[Source data]
• • • •

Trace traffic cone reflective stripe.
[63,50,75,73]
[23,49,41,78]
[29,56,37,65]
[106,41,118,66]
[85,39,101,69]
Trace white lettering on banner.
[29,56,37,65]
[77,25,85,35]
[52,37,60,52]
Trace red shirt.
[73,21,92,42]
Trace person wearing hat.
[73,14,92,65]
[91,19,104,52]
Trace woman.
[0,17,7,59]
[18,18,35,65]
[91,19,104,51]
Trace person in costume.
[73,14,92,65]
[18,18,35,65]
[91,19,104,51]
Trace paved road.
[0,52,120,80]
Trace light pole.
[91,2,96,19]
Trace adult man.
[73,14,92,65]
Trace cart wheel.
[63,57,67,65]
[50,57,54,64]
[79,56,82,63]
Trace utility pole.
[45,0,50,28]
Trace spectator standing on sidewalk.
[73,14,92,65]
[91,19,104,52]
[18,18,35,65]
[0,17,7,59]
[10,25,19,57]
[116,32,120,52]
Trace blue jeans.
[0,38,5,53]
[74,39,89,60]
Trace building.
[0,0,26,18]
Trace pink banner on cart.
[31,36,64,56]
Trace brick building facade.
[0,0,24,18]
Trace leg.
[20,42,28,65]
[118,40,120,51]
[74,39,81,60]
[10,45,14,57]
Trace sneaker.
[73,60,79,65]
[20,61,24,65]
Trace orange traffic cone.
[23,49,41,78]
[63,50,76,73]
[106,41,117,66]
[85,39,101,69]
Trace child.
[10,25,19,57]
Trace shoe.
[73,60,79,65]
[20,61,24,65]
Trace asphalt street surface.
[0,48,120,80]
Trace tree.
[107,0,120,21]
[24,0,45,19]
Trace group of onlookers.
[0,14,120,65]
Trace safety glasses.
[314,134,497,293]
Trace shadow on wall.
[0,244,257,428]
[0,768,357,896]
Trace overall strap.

• • • •

(EXERCISE DESCRIPTION):
Copy the lines of the items exactly, starting at the line that contains "Trace person in costume." and ending at the last line of the items.

(FULL SOLUTION):
Trace person in costume.
[73,14,92,65]
[18,18,35,65]
[91,19,104,51]
Trace paved road.
[0,52,120,80]
Trace light pole.
[91,2,96,19]
Trace adult man.
[73,14,92,65]
Trace cart wheel.
[63,57,67,65]
[50,57,54,64]
[79,56,82,63]
Trace utility pole.
[45,0,50,28]
Trace spectator standing on sidewalk.
[73,14,92,65]
[91,19,104,52]
[18,18,35,65]
[0,17,7,59]
[10,25,19,57]
[116,32,120,52]
Trace blue jeans.
[0,38,5,53]
[74,39,89,60]
Trace building.
[0,0,26,18]
Trace pink banner on cart.
[31,36,64,56]
Trace brick building facade.
[0,0,24,18]
Trace leg.
[20,42,28,65]
[118,40,120,51]
[74,39,81,60]
[10,45,14,57]
Trace sneaker.
[73,60,79,65]
[20,61,24,65]
Trace orange traffic cone.
[23,49,41,78]
[63,50,76,73]
[106,41,117,66]
[85,39,101,69]
Trace child.
[10,25,19,57]
Trace shoe.
[73,60,79,65]
[20,61,24,65]
Trace asphalt street surface.
[0,48,120,80]
Trace tree.
[107,0,120,21]
[24,0,45,19]
Trace group of onlookers.
[0,14,120,65]
Trace safety glasses.
[314,134,497,293]
Trace shadow on wall.
[0,244,257,428]
[0,768,357,896]
Trace overall strap.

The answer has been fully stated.